▸ Texto para leitura:
..........

Alicia ficou em completo silêncio enquanto ouvia uma voz masculina que dizia “Não tem ninguém aqui, está tudo limpo!”. Segundos depois a mesma voz fala “Esperem, tem movimento aqui!”
A jovem entra em pânico quando percebe que botas estão bem a frente da cama onde ela estava escondida. O homem ordenou que ela saísse, Alicia rolou para fora da cama e ao mesmo tempo em que erguia seus braços, tentava cobrir o corpo completamente nu.
Uma arma estava apontada para seu rosto e ela achou que de fato esse seria seu fim. Quando o homem virou de costas, ela pôde ler em sua jaqueta as iniciais “FBI”, e segundos após o cômodo estava lotado de policiais que soltaram as correntes e cobriram seu corpo.
Salva por outro criminoso
Tyree filmou um dos abusos que cometeu contra Alicia e o transmitiu online, ao vivo via streaming de vídeo para que outras pessoas pudessem ver. Um dos telespectadores reconheceu Alicia devido aos cartazes espalhados na rua.
Ele foi a um telefone público, ligou para a polícia e denunciou o nome de usuário que Scott usava nas redes. Velozmente, as autoridades conseguiram relacionar o número de IP ao endereço do sequestrador em Herndon.
Scott Tyree foi preso meia hora depois em seu local de trabalho.
De volta pra casa
Após seu resgate, Alicia Kozakiewicz foi examinada em um hospital e liberada sob custódia dos Serviços de Proteção à Criança do Condado de Fairfax. Seus pais, Mary e Charles Kozakiewicz, não puderam pegar um voo comercial para se reunir com sua filha devido à crescente atenção da mídia.

..........

▸ Exercícios:
a. Verifique se cada afirmação concorda com o relato sobre Alicia, respondendo sim ou não e citando as palavras do texto que decidem: (i) Scott Tyree foi preso no local onde trabalhava; (ii) os pais de Alicia viajaram em um voo comercial para se reunir com ela; (iii) a pessoa que denunciou o sequestrador telefonou de um telefone público.
b. Liste todas as pessoas citadas por nome e sobrenome no relato sobre Alicia.
c. Dê seguimento ao relato sobre Alicia a partir da última frase apresentada.

..........

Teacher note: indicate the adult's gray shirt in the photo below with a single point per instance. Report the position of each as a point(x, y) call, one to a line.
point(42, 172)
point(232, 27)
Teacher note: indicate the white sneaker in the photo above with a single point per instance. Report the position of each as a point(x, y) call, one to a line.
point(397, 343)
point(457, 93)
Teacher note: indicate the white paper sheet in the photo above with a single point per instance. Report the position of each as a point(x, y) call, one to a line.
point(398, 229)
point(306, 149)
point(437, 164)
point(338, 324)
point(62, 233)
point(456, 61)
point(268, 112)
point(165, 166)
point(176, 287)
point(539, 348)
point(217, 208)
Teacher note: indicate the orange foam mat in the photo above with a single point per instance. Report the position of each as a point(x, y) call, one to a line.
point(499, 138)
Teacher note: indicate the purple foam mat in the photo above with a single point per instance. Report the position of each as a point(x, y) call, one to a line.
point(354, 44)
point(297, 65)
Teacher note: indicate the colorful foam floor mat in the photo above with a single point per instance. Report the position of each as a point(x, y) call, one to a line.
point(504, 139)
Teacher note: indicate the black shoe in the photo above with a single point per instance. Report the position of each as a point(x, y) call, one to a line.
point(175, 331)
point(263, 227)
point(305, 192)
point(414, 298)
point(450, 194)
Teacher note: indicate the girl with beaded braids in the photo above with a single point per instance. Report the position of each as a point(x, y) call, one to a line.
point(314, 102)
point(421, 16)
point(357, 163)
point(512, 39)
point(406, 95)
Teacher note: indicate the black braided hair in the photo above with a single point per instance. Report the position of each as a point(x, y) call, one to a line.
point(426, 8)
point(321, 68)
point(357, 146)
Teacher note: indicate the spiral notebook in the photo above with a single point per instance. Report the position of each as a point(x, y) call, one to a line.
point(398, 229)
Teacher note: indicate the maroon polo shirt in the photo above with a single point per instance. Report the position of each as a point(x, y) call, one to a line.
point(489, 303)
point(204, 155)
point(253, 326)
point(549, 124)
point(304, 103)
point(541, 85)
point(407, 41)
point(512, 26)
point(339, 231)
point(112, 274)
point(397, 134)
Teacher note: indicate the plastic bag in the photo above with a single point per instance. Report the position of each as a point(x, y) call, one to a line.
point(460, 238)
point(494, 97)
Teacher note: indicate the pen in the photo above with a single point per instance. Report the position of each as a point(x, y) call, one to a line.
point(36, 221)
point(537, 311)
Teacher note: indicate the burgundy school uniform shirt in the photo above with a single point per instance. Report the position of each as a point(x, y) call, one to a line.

..........

▸ Respostas:
a.
(i) Sim: "Scott Tyree foi preso meia hora depois em seu local de trabalho."
(ii) Não: "não puderam pegar um voo comercial para se reunir com sua filha devido à crescente atenção da mídia."
(iii) Sim: "Ele foi a um telefone público, ligou para a polícia"

b. Alicia Kozakiewicz, Scott Tyree, Mary Kozakiewicz, Charles Kozakiewicz

c.
Eles foram levados de avião particular pelo FBI no dia seguinte, mas a angústia de Alicia era tanta que ela passou a noite pensando que os pais não vieram porque estavam com raiva e não a amavam mais.
Na sequência, Kozakiewicz desenvolveu transtorno de estresse pós-traumático (TEPT) e perda significativa de memória. Grande parte da sua vida que antecedeu o sequestro é difícil ou impossível de recordar.
Alicia passou por longos anos de terapia. Já adulta, ela disse que em 2002 as pessoas achavam impossível entender como isso havia acontecido e como ela havia sido manipulada; eles responsabilizaram principalmente a vítima, embora algumas pessoas a apoiassem e entendessem que ela nunca foi a culpada.
Julgamento e prisão
Em setembro de 2003, Tyree foi condenado a 19 anos e 7 meses de prisão. Ele foi libertado em fevereiro de 2019 do Complexo Correcional Federal, Butner e foi enviado para uma casa de recuperação em Pittsburgh.
Protestos contra o local de sua colocação envolveram membros do Congresso em um esforço malsucedido para pressionar o Departamento Federal de Prisões a afastá-lo da família de Kozakiewicz, já que ele se encontrava perto de Alicia.
Em outubro de 2019, Scott Tyree foi devolvido à prisão por mais dois anos por violar os termos de sua liberdade condicional ao visitar sites pornográficos. Ele foi libertado da prisão mais uma vez em 22 de setembro de 2021.
Impacto social
Um ano após seu sequestro, aos 14 anos, Kozakiewicz fundou o Projeto Alicia. O Projeto é um grupo de defesa que aumenta a conscientização e fornece educação sobre tópicos como segurança na Internet para crianças, prevalência de predadores infantis online e sequestros.
Em 2007, ela testemunhou perante o Comitê Judiciário da Câmara a fim de aprovar a Lei Protect Our Children em defesa dos direitos das crianças vítimas de abuso. Em 2018, foi relatado que a Lei de Alicia ajudou na prisão de mais de 1.000 predadores online somente em Wisconsin.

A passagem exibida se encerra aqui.